▸ Task to complete: Would you retype, word for word, the line with "the white wedding" and every line after it through the end of the records below?

[Begin Items]

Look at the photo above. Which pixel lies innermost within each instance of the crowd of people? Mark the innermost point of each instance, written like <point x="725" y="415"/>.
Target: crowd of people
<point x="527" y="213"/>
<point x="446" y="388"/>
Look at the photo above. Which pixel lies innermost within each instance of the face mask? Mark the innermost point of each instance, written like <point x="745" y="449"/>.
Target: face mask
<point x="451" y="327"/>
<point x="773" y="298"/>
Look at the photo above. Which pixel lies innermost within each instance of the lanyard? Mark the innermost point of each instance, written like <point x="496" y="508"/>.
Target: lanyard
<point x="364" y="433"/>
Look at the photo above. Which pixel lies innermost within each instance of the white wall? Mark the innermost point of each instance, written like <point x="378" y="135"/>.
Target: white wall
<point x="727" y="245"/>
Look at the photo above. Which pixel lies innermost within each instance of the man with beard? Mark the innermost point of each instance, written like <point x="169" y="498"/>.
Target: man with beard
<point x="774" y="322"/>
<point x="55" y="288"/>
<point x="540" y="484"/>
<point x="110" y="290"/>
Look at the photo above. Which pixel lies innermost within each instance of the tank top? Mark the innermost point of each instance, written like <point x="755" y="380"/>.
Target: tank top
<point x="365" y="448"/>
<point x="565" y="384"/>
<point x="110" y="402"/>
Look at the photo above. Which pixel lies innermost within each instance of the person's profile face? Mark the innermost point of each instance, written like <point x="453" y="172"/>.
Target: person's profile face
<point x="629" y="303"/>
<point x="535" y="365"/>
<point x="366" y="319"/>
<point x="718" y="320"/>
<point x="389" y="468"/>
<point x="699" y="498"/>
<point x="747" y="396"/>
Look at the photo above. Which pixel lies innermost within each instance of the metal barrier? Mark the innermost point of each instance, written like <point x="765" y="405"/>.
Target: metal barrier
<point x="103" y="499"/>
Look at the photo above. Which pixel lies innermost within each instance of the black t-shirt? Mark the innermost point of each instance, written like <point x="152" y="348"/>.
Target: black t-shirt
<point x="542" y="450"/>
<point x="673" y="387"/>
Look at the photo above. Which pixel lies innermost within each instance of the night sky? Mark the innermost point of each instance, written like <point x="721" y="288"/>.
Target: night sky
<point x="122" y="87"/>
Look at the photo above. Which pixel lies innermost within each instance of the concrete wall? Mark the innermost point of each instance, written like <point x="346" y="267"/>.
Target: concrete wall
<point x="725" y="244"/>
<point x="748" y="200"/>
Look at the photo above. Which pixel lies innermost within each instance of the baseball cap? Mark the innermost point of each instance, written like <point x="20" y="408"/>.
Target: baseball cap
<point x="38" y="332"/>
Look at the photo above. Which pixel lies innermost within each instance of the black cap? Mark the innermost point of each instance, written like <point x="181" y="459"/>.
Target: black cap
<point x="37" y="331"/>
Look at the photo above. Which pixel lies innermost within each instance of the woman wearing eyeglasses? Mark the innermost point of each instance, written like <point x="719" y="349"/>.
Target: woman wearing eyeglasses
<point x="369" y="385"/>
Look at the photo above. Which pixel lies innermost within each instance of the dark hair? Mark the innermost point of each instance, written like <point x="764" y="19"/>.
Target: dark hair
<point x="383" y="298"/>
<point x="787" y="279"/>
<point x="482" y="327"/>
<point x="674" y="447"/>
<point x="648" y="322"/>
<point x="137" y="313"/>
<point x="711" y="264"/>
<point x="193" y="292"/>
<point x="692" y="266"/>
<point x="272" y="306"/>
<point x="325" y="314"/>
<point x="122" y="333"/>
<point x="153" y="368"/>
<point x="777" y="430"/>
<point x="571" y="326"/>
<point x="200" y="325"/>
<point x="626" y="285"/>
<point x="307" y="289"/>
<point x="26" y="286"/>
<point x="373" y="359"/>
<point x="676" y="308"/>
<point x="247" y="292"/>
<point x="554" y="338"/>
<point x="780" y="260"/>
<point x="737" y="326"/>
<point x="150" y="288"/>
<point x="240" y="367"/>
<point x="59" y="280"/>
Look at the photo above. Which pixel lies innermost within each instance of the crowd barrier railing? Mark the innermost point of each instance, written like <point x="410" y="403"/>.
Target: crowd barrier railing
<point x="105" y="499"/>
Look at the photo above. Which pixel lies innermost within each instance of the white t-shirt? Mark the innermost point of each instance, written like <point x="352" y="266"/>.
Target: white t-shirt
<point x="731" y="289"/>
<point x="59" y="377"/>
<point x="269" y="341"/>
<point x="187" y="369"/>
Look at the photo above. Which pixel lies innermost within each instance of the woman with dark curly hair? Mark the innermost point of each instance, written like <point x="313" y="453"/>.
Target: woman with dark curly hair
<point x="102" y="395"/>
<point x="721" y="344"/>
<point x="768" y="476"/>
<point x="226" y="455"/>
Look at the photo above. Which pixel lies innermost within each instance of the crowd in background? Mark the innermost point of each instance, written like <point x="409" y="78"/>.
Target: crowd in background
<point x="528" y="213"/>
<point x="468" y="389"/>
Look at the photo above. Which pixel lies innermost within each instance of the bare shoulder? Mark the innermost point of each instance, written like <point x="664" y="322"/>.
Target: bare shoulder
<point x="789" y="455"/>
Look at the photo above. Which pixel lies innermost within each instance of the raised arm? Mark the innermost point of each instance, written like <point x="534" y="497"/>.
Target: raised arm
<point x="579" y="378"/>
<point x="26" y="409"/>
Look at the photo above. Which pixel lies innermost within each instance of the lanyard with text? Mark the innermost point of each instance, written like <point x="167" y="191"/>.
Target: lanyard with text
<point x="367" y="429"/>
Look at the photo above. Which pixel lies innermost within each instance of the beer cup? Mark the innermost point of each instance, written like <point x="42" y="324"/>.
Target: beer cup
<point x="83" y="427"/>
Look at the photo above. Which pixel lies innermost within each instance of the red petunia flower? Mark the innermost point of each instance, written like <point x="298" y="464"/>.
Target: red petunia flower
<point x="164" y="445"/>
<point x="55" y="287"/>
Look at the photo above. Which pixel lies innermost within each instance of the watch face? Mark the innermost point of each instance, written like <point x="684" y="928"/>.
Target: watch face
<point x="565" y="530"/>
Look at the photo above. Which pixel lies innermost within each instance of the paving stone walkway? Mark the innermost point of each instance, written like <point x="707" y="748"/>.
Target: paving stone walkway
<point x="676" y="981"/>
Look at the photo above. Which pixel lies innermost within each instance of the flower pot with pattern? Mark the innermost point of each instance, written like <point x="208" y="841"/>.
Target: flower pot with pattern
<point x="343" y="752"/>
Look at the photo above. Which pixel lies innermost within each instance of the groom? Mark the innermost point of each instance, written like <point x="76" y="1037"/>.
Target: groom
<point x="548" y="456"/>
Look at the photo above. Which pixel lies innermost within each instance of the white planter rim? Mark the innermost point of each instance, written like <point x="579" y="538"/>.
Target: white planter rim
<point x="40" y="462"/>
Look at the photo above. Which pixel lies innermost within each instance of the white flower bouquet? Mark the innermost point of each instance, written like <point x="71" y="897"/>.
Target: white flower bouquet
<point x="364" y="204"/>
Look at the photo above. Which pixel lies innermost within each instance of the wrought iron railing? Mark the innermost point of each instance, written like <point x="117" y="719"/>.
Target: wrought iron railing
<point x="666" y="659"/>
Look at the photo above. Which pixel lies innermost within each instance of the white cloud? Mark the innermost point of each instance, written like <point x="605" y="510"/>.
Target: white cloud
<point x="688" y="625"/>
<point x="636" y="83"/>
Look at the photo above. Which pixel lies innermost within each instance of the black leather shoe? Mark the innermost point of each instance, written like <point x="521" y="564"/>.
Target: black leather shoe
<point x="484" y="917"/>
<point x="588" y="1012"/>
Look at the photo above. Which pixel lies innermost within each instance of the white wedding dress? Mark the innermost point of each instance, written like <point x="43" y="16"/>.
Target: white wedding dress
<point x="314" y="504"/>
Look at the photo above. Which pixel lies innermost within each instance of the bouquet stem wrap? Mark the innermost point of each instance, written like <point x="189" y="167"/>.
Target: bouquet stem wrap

[End Items]

▸ Answer to this task:
Look at the photo above. Which pixel lies innermost within each instance of the white wedding dress? Mark the innermost point of each instance, written like <point x="43" y="16"/>.
Target: white wedding dress
<point x="314" y="504"/>
Look at the photo above. Which pixel lies innermost within each instance of the bouquet stem wrap? Mark the innermost point of each instance, written like <point x="189" y="167"/>.
Target: bouquet stem wrap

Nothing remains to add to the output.